**SET PROBLEM**
Rewrite the items below, swapping "white flower" for "white blossom" wherever it occurs and changing nothing else. Omit the pictures from your version.

--- Begin ENTRIES PROVIDED ---

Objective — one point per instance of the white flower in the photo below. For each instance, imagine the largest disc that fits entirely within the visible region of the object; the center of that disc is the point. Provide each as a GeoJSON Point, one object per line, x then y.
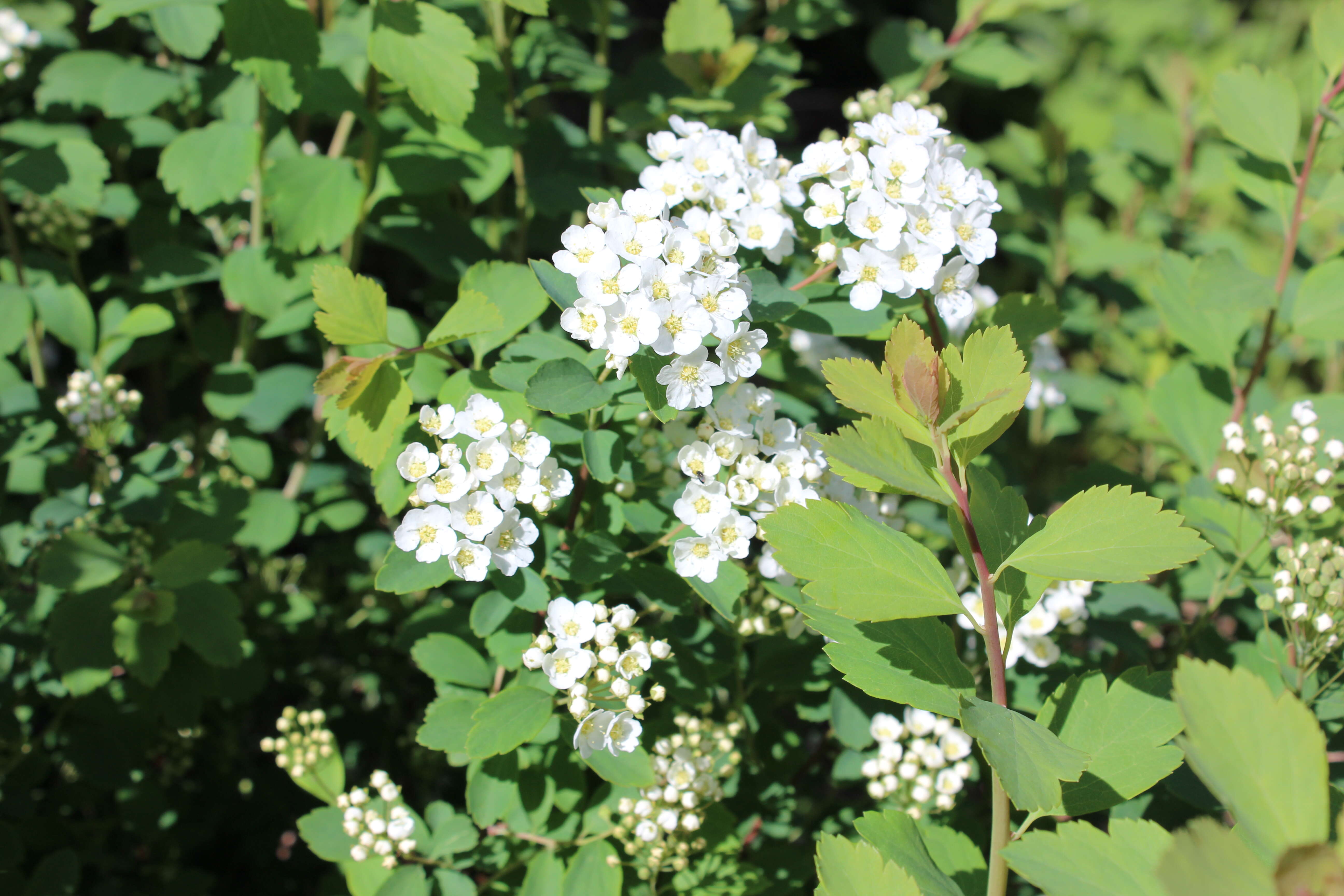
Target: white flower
{"type": "Point", "coordinates": [701, 507]}
{"type": "Point", "coordinates": [510, 541]}
{"type": "Point", "coordinates": [572, 624]}
{"type": "Point", "coordinates": [428, 533]}
{"type": "Point", "coordinates": [565, 667]}
{"type": "Point", "coordinates": [416, 463]}
{"type": "Point", "coordinates": [439, 422]}
{"type": "Point", "coordinates": [623, 734]}
{"type": "Point", "coordinates": [740, 354]}
{"type": "Point", "coordinates": [690, 378]}
{"type": "Point", "coordinates": [476, 515]}
{"type": "Point", "coordinates": [483, 418]}
{"type": "Point", "coordinates": [591, 737]}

--- End ENTRIES PROVIDED ---

**ANSWER FOR THIS EXERCISE**
Objective — one point per instance of the white blossom in the photo below. For each instance, imagine the largest disc that fits entirely within the visible region of the object; the center of that disc is the point. Provide each as a GeoJSON Point, one object per line, x then y.
Target: white blossom
{"type": "Point", "coordinates": [701, 507]}
{"type": "Point", "coordinates": [510, 541]}
{"type": "Point", "coordinates": [572, 624]}
{"type": "Point", "coordinates": [428, 533]}
{"type": "Point", "coordinates": [565, 667]}
{"type": "Point", "coordinates": [416, 463]}
{"type": "Point", "coordinates": [439, 422]}
{"type": "Point", "coordinates": [623, 734]}
{"type": "Point", "coordinates": [740, 354]}
{"type": "Point", "coordinates": [690, 378]}
{"type": "Point", "coordinates": [476, 515]}
{"type": "Point", "coordinates": [483, 418]}
{"type": "Point", "coordinates": [591, 737]}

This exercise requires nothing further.